◆ About this task
Go through the material under this sentence. Return every line holding "leaf".

◆ Task material
....................

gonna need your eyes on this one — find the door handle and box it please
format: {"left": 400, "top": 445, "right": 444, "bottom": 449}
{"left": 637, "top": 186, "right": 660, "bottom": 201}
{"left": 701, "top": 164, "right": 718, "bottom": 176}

....................

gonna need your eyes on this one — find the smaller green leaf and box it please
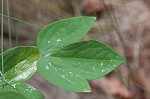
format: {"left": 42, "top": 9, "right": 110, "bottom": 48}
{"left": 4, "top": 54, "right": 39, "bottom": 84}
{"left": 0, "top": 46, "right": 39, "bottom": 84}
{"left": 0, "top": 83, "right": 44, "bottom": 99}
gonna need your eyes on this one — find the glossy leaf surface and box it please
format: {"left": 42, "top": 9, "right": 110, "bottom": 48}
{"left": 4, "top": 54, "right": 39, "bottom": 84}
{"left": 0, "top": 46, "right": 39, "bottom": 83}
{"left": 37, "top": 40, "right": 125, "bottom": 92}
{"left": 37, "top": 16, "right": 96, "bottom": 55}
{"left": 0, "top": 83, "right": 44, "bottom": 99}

....................

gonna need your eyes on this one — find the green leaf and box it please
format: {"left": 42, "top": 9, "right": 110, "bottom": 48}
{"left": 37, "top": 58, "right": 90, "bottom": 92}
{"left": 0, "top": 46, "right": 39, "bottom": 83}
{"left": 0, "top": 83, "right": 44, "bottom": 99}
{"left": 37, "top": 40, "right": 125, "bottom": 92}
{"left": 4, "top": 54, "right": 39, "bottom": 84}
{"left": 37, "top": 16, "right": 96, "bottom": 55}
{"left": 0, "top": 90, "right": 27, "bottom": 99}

....................

◆ Result below
gonna need your eyes on this one — find the smaller green leaf and box it please
gonna need your eyes on this one — find the glossy leaf surface and box it please
gonna need your eyes on this one — find the green leaf and box it please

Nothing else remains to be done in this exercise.